- [To be done]: Output every entry exactly, from the first line to the last.

[start]

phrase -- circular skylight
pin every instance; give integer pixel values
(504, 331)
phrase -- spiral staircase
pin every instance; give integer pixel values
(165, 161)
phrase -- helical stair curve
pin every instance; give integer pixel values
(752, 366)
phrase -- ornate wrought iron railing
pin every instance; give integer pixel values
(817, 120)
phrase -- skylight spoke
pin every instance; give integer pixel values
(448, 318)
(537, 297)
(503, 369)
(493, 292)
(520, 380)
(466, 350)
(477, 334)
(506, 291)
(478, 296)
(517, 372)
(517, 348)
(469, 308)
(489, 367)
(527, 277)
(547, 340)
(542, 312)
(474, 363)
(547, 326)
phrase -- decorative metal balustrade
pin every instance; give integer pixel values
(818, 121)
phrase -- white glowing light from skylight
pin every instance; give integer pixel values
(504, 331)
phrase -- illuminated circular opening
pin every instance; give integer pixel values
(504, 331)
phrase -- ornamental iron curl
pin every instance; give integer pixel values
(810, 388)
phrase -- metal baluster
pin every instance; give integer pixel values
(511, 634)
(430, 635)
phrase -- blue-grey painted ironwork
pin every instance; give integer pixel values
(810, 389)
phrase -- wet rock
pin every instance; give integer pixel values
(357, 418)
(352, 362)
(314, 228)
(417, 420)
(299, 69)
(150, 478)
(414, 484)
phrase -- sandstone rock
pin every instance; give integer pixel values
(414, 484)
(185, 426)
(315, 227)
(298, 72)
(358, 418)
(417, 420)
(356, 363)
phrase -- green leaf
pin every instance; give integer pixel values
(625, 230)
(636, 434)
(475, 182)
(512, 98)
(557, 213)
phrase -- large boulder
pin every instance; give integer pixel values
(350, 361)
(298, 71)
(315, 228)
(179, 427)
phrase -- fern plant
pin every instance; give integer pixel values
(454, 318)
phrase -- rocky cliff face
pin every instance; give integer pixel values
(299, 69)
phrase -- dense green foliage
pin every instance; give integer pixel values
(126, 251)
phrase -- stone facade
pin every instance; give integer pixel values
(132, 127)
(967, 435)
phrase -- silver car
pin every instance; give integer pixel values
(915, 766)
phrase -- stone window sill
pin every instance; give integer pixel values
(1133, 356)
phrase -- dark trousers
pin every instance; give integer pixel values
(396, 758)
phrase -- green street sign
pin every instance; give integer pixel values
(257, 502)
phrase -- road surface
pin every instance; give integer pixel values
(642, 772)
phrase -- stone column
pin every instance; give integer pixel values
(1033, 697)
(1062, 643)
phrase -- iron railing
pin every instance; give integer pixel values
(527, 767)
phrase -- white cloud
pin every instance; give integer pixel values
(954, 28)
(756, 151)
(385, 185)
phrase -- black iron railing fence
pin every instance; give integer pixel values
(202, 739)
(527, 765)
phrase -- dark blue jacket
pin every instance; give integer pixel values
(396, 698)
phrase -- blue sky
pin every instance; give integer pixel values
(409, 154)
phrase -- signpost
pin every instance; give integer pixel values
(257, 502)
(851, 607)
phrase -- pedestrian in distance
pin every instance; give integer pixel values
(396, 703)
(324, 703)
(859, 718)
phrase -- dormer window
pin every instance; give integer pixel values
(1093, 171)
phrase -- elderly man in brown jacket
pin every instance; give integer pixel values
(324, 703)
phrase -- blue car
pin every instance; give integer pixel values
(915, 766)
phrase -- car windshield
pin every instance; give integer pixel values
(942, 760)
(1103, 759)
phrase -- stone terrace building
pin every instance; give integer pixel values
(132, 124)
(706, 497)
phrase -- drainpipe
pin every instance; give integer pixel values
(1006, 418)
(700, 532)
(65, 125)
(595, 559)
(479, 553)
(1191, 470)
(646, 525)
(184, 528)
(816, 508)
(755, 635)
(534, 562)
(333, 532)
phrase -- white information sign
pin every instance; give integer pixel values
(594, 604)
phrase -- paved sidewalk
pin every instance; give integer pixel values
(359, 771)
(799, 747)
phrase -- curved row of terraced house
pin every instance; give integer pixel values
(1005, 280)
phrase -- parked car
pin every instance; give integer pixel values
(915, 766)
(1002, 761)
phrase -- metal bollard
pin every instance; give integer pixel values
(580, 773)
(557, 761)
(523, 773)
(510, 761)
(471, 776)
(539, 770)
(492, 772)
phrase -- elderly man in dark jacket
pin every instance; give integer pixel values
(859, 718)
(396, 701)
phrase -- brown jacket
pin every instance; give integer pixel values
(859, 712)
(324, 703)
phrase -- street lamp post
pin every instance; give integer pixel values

[end]

- [Completed task]:
phrase -- circular skylight
pin every instance; give integer pixel values
(504, 331)
phrase -- spiral staircase
pin every instance; give integer pixel values
(165, 161)
phrase -- helical stair curve
pin every instance; give integer pixel values
(752, 366)
phrase -- ornate wrought iron railing
pin every instance; give integer pixel values
(817, 120)
phrase -- skylight spoke
pin every instance; give integer pixel values
(448, 318)
(537, 297)
(503, 369)
(493, 292)
(520, 380)
(466, 350)
(477, 334)
(506, 291)
(478, 296)
(517, 372)
(517, 348)
(469, 308)
(489, 367)
(527, 277)
(547, 340)
(542, 312)
(474, 363)
(547, 326)
phrase -- decorative metal balustrade
pin every instance; give integer pixel values
(818, 121)
phrase -- white glowing light from skylight
pin every instance; give integer pixel values
(504, 331)
phrase -- illuminated circular opening
pin every instance; give integer pixel values
(504, 331)
phrase -- ornamental iron curl
pin every instance; give integer pixel values
(810, 388)
phrase -- metal baluster
pin every instance; give integer pixel values
(511, 634)
(430, 635)
phrase -- blue-grey painted ironwork
pin every instance; give integer pixel values
(810, 389)
phrase -- wet rock
pin every instance; give integer pixel values
(357, 418)
(352, 362)
(314, 228)
(417, 420)
(299, 69)
(150, 478)
(414, 484)
phrase -- sandstone rock
pin every instance; give integer pixel values
(414, 484)
(185, 426)
(315, 227)
(298, 72)
(358, 418)
(417, 420)
(356, 363)
phrase -- green leaf
pin every instance; give integer pixel values
(625, 230)
(636, 434)
(475, 182)
(512, 98)
(557, 213)
phrase -- large boulder
pin every instance; give integer pixel values
(350, 361)
(298, 71)
(315, 228)
(179, 427)
phrase -- fern plant
pin every instance; give integer pixel values
(454, 318)
phrase -- rocky cliff face
pin every instance; give integer pixel values
(299, 69)
phrase -- dense green foliage
pin every instance; give integer pixel values
(126, 251)
phrase -- stone facade
pin every instance; give integer pixel values
(132, 127)
(967, 435)
phrase -- silver car
pin every instance; give integer pixel values
(915, 766)
phrase -- stone window sill
pin every instance; give integer pixel values
(1133, 356)
phrase -- dark trousers
pin every instance; give integer pixel values
(396, 758)
phrase -- green street sign
pin every instance; give integer pixel values
(257, 502)
phrase -- road surface
pin every instance; give integer pixel values
(642, 772)
phrase -- stone column
pin every instance; give integer pixel values
(1033, 697)
(1062, 643)
phrase -- iron railing
pin every instance; give integer pixel values
(527, 767)
phrase -- white cloud
pin every instance; give integer pixel values
(954, 28)
(756, 151)
(385, 185)
phrase -- black iron railing fence
pin every instance; give integer pixel values
(202, 739)
(527, 765)
phrase -- dark blue jacket
pin every instance; give integer pixel values
(396, 698)
phrase -- blue sky
pin every instance; give integer pixel values
(409, 154)
phrase -- signpost
pin every instance; give integer pixel values
(257, 502)
(851, 607)
phrase -- pedestrian in distance
pin every instance; give integer pixel values
(396, 703)
(324, 703)
(859, 718)
phrase -- dormer window
pin every instance; give integer pixel values
(1093, 171)
phrase -- elderly man in brown jacket
pin every instance; give integer pixel values
(324, 703)
phrase -- blue car
pin every instance; give integer pixel values
(915, 766)
phrase -- car windshield
pin every instance; give integer pixel values
(942, 760)
(1103, 759)
phrase -- stone terrace building
pin every instance; give integer pixel values
(132, 124)
(706, 497)
phrase -- drainpipe
pin every instance; give integer pixel values
(1006, 418)
(700, 532)
(65, 125)
(595, 559)
(479, 553)
(1191, 470)
(646, 525)
(184, 528)
(816, 508)
(755, 635)
(534, 562)
(333, 532)
phrase -- white information sign
pin every instance; give integer pixel values
(594, 604)
phrase -- paved sidewalk
pin every instance; give integer pixel values
(359, 771)
(799, 747)
phrase -- curved row of terraced house
pin every instance; give integer pixel values
(1005, 280)
phrase -- parked car
pin every instance; give integer pixel values
(915, 766)
(1002, 761)
phrase -- metal bollard
pin every instance; give integer pixel values
(580, 773)
(557, 761)
(523, 773)
(510, 761)
(471, 776)
(539, 770)
(492, 772)
phrase -- elderly man in dark jacket
pin every instance; give integer pixel values
(859, 718)
(396, 701)
phrase -- brown jacket
pin every instance; give integer pixel values
(859, 712)
(324, 703)
phrase -- street lamp post
pin every instance; give integer pixel values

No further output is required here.